# DXB and XNB - Airport Question



## CDOMonkey

Are these two different airports?

If so, where is XNB location and in relation to DXB.

Thank you to everyone in advance!


----------



## pamela0810

DXB is the official IATA 3 letter city code for Dubai International Airport

XNB is the 3 letter city code used for flights booked through Etihad Airways (not sure about other airlines) for people whose journeys start and end in Dubai but flights depart and arrive in Abu Dhabi International Airport. You will need to use the coach from the Etihad Airways office on Sheikh Zayed Road which will take you to Abu Dhabi and back. That pick up and drop off point is XNB.


----------



## mikeyb

pamela0810 said:


> DXB is the official IATA 3 letter city code for Dubai International Airport
> 
> XNB is the 3 letter city code used for flights booked through Etihad Airways (not sure about other airlines) for people whose journeys start and end in Dubai but flights depart and arrive in Abu Dhabi International Airport. You will need to use the coach from the Etihad Airways office on Sheikh Zayed Road which will take you to Abu Dhabi and back. That pick up and drop off point is XNB.


Pammy has summed it up nicely, I have booked with Etihad to XNB and just not got on the coach to Dubai as sometime they are a lot cheaper than Emirates.


----------

——

## Stated task a:
According to the airport code thread, where does the coach for XNB bookings leave from?
These rows are unrelated to the airport code thread.

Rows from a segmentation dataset
——

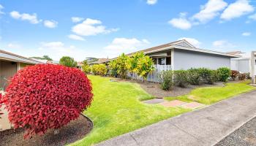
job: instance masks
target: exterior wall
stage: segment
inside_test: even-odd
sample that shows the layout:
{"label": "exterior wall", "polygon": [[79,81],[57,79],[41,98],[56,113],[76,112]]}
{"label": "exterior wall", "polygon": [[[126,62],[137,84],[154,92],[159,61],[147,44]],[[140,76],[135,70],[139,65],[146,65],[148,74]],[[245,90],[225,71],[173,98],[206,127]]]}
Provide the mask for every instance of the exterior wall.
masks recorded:
{"label": "exterior wall", "polygon": [[17,72],[17,63],[0,61],[0,88],[6,88],[7,80]]}
{"label": "exterior wall", "polygon": [[230,57],[174,49],[173,69],[189,69],[192,67],[206,67],[217,69],[219,67],[230,68]]}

——

## Stated task b:
How many lines of the rows contain the string "exterior"? Case counts; give only the number.

## Result a:
The Etihad Airways office on Sheikh Zayed Road.

## Result b:
6